▸ YOUR TASKS:
A: In the thread on converting a salvage car, which type of damage needs to be replaced?
B: From the thread on converting a salvage car, quote the passage from "## Guest (Dec" up to and including "(Jun 3, 2009)".

# Converting a salvage car to an ev



## StanSimmons (Sep 3, 2011)

Only if you were planning on replacing all the interior and wiring anyway.


----------



## Guest (Dec 18, 2011)

My first build had a salvage title. Depends upon the condition. Flood damage needs to be replaced and if there is rust starting it needs to be stopped before it eats the car up. Other wise if it's in decent enough condition sure. Is it something YOU WANT to drive all the time? If not or if there is any question about that then the answer is NO. Don't do a build unless it's a car you really want as a daily driver. If it is not then don't convert it. If your doing this car because you have it but don't really want it then don't. Only do a car you WANT. Treat it as a long term investment too. 

Pete


----------



## cruisin (Jun 3, 2009)

gottdi said:


> My first build had a salvage title. Depends upon the condition. Flood damage needs to be replaced and if there is rust starting it needs to be stopped before it eats the car up. Other wise if it's in decent enough condition sure. Is it something YOU WANT to drive all the time? If not or if there is any question about that then the answer is NO. Don't do a build unless it's a car you really want as a daily driver. If it is not then don't convert it. If your doing this car because you have it but don't really want it then don't. Only do a car you WANT. Treat it as a long term investment too.
> 
> Pete


The down side is that the car will have less value when you decide to sell it, which you will someday. Use a car that has appeal so that you dont dump money down the toilet. Some people use the family car because it needs a new motor. Big mistake. Make sure its a car that would sell easily and for $$$ if it still had a ICE in it.

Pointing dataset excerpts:
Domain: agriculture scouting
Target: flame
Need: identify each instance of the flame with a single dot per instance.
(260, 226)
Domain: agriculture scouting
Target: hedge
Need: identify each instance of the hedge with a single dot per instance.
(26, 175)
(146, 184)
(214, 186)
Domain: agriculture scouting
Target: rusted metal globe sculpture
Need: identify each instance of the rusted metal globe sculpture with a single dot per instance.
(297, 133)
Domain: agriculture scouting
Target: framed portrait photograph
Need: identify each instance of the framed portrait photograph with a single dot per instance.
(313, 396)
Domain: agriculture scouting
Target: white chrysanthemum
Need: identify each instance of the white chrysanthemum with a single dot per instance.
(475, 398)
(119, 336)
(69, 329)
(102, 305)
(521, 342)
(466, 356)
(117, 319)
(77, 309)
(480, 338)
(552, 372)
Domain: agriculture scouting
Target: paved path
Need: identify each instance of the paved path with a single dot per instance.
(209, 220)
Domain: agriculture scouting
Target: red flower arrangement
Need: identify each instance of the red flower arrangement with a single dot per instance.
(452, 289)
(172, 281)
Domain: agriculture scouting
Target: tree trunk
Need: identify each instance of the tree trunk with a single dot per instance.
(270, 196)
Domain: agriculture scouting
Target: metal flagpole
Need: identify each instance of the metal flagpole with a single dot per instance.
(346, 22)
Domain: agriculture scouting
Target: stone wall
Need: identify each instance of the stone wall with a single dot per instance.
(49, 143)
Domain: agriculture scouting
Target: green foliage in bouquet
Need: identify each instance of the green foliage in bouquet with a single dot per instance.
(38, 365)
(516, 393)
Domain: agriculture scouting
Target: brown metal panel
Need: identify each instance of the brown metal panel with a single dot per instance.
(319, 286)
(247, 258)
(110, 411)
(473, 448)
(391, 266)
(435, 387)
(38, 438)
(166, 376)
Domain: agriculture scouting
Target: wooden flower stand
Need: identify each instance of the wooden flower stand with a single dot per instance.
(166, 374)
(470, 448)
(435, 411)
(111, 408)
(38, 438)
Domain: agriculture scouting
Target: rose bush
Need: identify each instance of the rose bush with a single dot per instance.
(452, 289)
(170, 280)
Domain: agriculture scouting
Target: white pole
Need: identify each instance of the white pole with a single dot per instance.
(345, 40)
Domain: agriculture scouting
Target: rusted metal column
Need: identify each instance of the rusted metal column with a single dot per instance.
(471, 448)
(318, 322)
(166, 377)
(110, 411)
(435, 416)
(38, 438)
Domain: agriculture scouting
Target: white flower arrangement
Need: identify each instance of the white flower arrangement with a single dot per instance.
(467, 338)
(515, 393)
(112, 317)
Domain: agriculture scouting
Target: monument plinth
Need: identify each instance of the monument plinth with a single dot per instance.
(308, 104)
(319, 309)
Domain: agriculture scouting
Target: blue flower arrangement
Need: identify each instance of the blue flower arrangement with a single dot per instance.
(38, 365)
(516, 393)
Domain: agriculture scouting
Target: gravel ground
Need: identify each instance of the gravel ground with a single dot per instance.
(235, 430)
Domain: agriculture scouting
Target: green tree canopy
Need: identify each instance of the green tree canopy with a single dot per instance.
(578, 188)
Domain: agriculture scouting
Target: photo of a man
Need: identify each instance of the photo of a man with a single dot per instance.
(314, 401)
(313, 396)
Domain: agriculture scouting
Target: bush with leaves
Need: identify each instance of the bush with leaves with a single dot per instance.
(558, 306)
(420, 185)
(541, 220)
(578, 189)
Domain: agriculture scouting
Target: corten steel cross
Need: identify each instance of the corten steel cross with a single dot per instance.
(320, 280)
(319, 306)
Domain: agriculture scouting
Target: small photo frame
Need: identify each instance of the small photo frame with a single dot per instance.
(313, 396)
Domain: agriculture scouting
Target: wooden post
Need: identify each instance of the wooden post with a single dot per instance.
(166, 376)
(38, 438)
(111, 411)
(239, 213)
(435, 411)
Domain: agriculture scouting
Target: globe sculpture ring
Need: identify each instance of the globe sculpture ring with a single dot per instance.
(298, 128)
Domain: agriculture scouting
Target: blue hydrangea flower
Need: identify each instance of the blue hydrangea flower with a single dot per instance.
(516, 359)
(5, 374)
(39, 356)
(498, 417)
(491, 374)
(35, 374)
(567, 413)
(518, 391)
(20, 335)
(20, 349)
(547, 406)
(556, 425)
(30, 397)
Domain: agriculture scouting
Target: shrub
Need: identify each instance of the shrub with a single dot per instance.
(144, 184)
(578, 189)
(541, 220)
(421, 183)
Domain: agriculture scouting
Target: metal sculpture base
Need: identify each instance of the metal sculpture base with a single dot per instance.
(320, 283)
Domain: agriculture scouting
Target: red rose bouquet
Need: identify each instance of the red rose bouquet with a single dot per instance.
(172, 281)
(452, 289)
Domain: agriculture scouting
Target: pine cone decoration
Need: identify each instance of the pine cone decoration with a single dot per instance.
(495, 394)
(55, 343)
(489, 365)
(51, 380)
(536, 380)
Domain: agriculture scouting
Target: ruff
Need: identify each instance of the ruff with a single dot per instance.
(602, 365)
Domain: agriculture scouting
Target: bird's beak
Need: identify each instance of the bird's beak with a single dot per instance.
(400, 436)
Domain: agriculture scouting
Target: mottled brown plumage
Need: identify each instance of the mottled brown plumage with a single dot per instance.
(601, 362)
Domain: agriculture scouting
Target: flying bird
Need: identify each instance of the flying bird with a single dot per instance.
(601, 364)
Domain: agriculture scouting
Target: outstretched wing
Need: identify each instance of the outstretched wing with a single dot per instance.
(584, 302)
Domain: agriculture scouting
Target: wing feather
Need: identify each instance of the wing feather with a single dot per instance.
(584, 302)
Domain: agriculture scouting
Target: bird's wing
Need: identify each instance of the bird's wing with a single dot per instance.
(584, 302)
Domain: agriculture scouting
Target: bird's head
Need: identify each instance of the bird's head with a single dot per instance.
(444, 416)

▸ EXPECTED RESPONSES:
A: Flood damage.

B:
## Guest (Dec 18, 2011)

My first build had a salvage title. Depends upon the condition. Flood damage needs to be replaced and if there is rust starting it needs to be stopped before it eats the car up. Other wise if it's in decent enough condition sure. Is it something YOU WANT to drive all the time? If not or if there is any question about that then the answer is NO. Don't do a build unless it's a car you really want as a daily driver. If it is not then don't convert it. If your doing this car because you have it but don't really want it then don't. Only do a car you WANT. Treat it as a long term investment too. 

Pete


----------



## cruisin (Jun 3, 2009)